**EXTRACTED INFORMATION:**
____________
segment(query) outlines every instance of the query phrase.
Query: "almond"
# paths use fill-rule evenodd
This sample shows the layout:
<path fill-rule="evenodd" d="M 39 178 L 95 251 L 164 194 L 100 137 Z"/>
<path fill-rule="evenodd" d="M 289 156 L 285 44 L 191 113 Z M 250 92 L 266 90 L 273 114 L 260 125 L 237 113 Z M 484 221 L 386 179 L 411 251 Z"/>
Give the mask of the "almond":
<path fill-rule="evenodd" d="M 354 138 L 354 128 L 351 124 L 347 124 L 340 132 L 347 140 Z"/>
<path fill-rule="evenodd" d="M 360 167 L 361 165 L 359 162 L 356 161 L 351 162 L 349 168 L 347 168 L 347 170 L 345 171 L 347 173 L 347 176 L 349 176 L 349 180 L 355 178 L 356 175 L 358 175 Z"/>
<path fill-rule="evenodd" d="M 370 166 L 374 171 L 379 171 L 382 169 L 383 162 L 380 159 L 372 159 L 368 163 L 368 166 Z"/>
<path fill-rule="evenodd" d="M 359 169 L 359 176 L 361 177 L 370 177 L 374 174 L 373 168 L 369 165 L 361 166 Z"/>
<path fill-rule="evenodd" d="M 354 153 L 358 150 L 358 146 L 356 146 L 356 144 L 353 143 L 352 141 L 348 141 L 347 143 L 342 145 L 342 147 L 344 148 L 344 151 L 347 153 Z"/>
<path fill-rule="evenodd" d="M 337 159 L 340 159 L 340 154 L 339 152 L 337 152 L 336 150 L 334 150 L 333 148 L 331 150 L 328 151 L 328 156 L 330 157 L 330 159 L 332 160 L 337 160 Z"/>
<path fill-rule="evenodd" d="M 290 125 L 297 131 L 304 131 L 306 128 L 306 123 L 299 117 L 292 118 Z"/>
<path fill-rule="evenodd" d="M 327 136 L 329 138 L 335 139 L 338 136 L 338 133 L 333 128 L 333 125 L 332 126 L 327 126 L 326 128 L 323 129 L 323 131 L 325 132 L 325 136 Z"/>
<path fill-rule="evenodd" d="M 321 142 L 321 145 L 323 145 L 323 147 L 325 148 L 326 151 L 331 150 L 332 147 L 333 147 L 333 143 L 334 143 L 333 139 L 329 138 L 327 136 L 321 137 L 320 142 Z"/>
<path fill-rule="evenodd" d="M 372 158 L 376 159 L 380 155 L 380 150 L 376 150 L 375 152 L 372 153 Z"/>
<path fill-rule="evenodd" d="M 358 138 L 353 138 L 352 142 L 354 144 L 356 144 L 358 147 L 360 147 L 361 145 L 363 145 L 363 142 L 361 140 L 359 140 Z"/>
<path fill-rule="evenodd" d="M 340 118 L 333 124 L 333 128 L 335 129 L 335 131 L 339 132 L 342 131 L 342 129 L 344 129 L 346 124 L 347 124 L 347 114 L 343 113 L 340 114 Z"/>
____________
**WORK REQUIRED:** Beginning with the first line and ending with the last, restate the data word for word.

**YOUR SOLUTION:**
segment(query) outlines every instance of the query phrase.
Query: "almond"
# paths use fill-rule evenodd
This sample shows the layout:
<path fill-rule="evenodd" d="M 39 178 L 95 251 L 164 194 L 100 137 Z"/>
<path fill-rule="evenodd" d="M 289 156 L 285 44 L 191 113 Z M 250 92 L 266 90 L 273 114 L 260 125 L 237 113 Z M 484 221 L 386 179 L 411 251 Z"/>
Give the mask of the "almond":
<path fill-rule="evenodd" d="M 354 138 L 354 128 L 351 124 L 347 124 L 340 132 L 347 140 Z"/>
<path fill-rule="evenodd" d="M 360 167 L 361 165 L 359 162 L 356 161 L 351 162 L 349 168 L 347 168 L 347 170 L 345 171 L 347 173 L 347 176 L 349 176 L 349 180 L 355 178 L 356 175 L 358 175 Z"/>
<path fill-rule="evenodd" d="M 370 166 L 374 171 L 379 171 L 382 169 L 383 162 L 380 159 L 372 159 L 368 163 L 368 166 Z"/>
<path fill-rule="evenodd" d="M 359 169 L 359 176 L 361 177 L 370 177 L 374 174 L 373 168 L 369 165 L 361 166 Z"/>
<path fill-rule="evenodd" d="M 354 153 L 358 150 L 358 146 L 356 146 L 356 144 L 353 143 L 352 141 L 348 141 L 347 143 L 342 145 L 342 147 L 344 148 L 344 151 L 347 153 Z"/>
<path fill-rule="evenodd" d="M 337 159 L 340 159 L 340 154 L 339 152 L 337 152 L 336 150 L 334 150 L 333 148 L 331 150 L 328 151 L 328 156 L 330 157 L 330 159 L 332 160 L 337 160 Z"/>
<path fill-rule="evenodd" d="M 290 125 L 297 131 L 304 131 L 306 128 L 306 123 L 299 117 L 292 118 Z"/>
<path fill-rule="evenodd" d="M 327 136 L 329 138 L 335 139 L 338 136 L 338 133 L 333 128 L 333 125 L 332 126 L 327 126 L 326 128 L 323 129 L 323 131 L 325 132 L 325 136 Z"/>
<path fill-rule="evenodd" d="M 321 142 L 321 145 L 323 145 L 323 147 L 325 148 L 326 151 L 331 150 L 332 147 L 333 147 L 333 143 L 334 143 L 333 139 L 329 138 L 327 136 L 321 137 L 320 142 Z"/>
<path fill-rule="evenodd" d="M 372 158 L 376 159 L 380 155 L 380 150 L 376 150 L 375 152 L 372 153 Z"/>
<path fill-rule="evenodd" d="M 358 138 L 353 138 L 352 142 L 354 144 L 356 144 L 358 147 L 360 147 L 361 145 L 363 145 L 363 142 L 361 140 L 359 140 Z"/>
<path fill-rule="evenodd" d="M 340 118 L 333 124 L 333 128 L 335 129 L 335 131 L 339 132 L 342 131 L 342 129 L 344 129 L 346 124 L 347 124 L 347 114 L 343 113 L 340 114 Z"/>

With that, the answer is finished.